What the task requires: Below are some entries. Transcribe the lines from the one holding "For this dataset, tag each instance of the wave" to the one holding "For this dataset, tag each instance of the water", inclusive, but not the pictures among them.

Records contained in a dataset
========================================

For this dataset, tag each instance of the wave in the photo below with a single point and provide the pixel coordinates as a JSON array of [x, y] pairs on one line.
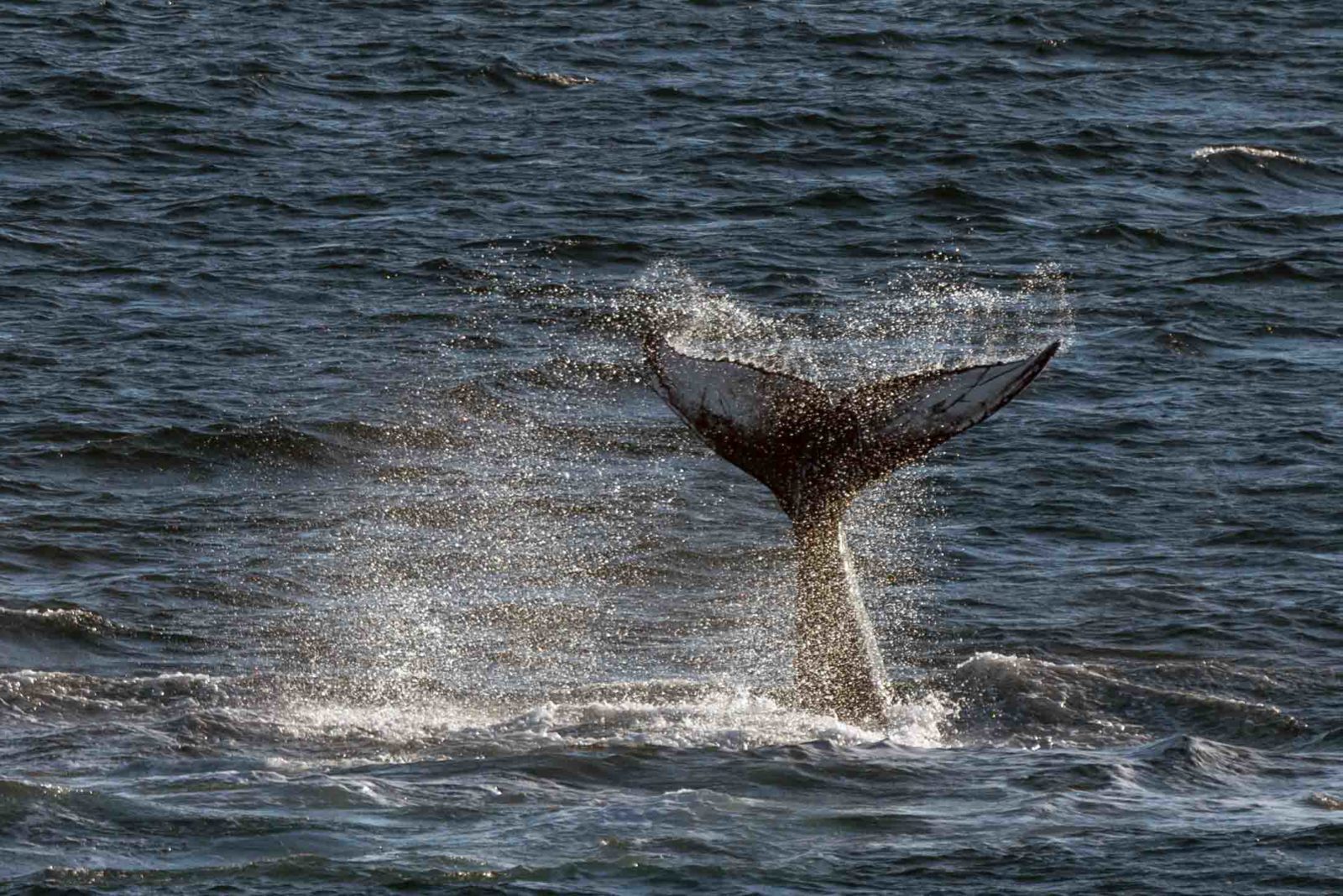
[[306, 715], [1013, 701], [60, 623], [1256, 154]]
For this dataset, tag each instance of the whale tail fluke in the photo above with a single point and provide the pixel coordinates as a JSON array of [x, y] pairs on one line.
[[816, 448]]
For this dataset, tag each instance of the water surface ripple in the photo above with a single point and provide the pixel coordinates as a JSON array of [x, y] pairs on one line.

========================================

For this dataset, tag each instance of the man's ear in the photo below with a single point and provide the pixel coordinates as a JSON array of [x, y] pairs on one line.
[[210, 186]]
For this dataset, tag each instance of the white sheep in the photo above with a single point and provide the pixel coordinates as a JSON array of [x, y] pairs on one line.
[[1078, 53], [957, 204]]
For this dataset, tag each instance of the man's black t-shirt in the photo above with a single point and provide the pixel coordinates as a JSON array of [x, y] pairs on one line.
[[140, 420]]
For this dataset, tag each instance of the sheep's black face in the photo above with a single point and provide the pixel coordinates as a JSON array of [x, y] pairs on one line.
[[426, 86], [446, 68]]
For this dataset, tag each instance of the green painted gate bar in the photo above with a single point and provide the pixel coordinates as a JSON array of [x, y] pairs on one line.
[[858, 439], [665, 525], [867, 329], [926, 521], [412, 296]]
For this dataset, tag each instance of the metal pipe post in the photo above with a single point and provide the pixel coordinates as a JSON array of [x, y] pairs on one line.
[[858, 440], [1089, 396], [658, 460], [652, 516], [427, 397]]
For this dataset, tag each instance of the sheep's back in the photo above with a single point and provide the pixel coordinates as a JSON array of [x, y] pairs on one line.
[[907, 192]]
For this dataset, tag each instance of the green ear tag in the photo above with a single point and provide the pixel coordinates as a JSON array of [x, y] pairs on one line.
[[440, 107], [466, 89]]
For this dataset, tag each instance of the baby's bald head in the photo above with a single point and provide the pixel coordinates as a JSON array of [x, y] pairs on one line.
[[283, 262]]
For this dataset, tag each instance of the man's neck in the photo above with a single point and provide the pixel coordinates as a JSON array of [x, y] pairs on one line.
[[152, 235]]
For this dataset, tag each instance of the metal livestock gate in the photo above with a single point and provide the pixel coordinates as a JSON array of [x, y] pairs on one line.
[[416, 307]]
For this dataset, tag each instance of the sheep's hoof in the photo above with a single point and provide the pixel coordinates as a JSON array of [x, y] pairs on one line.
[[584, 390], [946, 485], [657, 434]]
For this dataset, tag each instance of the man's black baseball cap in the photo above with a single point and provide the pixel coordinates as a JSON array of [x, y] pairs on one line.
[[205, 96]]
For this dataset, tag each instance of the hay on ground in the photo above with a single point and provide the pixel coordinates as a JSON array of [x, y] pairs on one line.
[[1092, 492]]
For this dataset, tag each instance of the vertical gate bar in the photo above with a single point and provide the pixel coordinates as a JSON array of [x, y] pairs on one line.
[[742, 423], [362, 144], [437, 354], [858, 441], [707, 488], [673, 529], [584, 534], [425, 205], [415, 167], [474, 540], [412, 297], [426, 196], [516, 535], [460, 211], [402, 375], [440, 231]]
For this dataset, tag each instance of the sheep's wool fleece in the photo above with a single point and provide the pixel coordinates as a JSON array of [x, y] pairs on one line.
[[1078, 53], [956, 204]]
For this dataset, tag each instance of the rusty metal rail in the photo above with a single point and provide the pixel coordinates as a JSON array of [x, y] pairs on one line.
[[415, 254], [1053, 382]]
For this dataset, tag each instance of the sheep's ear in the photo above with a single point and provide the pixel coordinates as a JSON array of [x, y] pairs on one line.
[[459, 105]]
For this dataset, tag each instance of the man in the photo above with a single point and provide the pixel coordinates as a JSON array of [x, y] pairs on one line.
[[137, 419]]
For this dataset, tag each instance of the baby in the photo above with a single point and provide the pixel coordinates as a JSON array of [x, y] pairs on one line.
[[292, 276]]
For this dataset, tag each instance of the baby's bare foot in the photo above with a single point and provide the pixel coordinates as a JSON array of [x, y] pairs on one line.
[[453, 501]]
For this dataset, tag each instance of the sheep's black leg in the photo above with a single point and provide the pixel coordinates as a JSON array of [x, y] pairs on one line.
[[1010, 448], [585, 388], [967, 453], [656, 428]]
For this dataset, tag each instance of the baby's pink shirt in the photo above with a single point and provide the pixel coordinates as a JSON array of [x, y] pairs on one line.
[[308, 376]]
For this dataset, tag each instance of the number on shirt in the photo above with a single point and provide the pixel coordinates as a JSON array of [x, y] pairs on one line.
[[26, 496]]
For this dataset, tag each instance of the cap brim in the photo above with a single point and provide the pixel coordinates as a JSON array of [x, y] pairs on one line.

========================================

Solution:
For this dataset, tag each instance of the wave in the photo below with a single point and provide the pixel coordinates as a JSON array of [x, y] pairs on one line.
[[306, 715], [1013, 701], [60, 623], [1256, 154]]
For this dataset, tag each instance of the whale tail fluke in the photo above with a single point and provide the pixel coordinates as a JSON array of [x, y] pairs on one line.
[[816, 448]]
For this dataset, tag each instance of the water surface ripple in the photo above with a single point and provide the pixel coordinates as a JSON array of [x, y] pairs on one line.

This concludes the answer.